*DOCUMENT EXCERPT*.
## Start
Early on though, I have to think about where I am headed - if it is thick stuff that I am in, the stock 10/22 usually tags along because it is shorter and lighter (and has quicker follow up shots if needed).  Of course, it also makes me feel better knowing that I have 10rds of Velocitor in my gun with more in my pocket in case something a little bigger (ie. coyote or pig) comes along.  None have so far - but the one time I had a medium-sized dog pop out 20 yards from me while I held that bolt HM2 made me realize that I might not have much more time to react if something bigger or meaner did the same on another trip.


----------



## Incawoodsman

Ya I have a Ruger 77/17 hm2 that I will use too. I will bring along my Ruger single six loaded with 22 magnums to deal with what you described above.


----------



## shortround1

Lowjack said:


> Can You even see a squirrel at 100 Yards ?
## End
*DATA SEGMENT*.
## Start
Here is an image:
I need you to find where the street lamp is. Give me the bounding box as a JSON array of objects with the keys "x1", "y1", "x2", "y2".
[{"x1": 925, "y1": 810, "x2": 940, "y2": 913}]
## End
*YOUR OBJECTIVE*. Continue the forum thread about choosing rimfire rifles for squirrel hunting, starting right after its last line.

*EXPECTED ANSWER*.
maybe a large white phaise fox squirrel


----------



## ArmyTaco

ATLRoach said:


> Yes without a doubt.



I can see alot with my .17 and scope at 100yrds. I used to be very precise with it but slacked off of shooting it since I have been in the Army. 

Those little hollow points will tear up a squirrel though. I tagged a couple with it last time I went out and it wasnt pretty...but they did drop from high out of the trees first shot every time.


----------



## ArmyTaco

njanear said:


> Ever since picking one up, I am sold on the .17HM2 when the leaves aren't real thick (like late in the season).  That little pill just zips right out like a laser beam.
> 
> Early on though, I have to think about where I am headed - if it is thick stuff that I am in, the stock 10/22 usually tags along because it is shorter and lighter (and has quicker follow up shots if needed).  Of course, it also makes me feel better knowing that I have 10rds of Velocitor in my gun with more in my pocket in case something a little bigger (ie. coyote or pig) comes along.  None have so far - but the one time I had a medium-sized dog pop out 20 yards from me while I held that bolt HM2 made me realize that I might not have much more time to react if something bigger or meaner did the same on another trip.




Thats why I carry the .45 on the hip..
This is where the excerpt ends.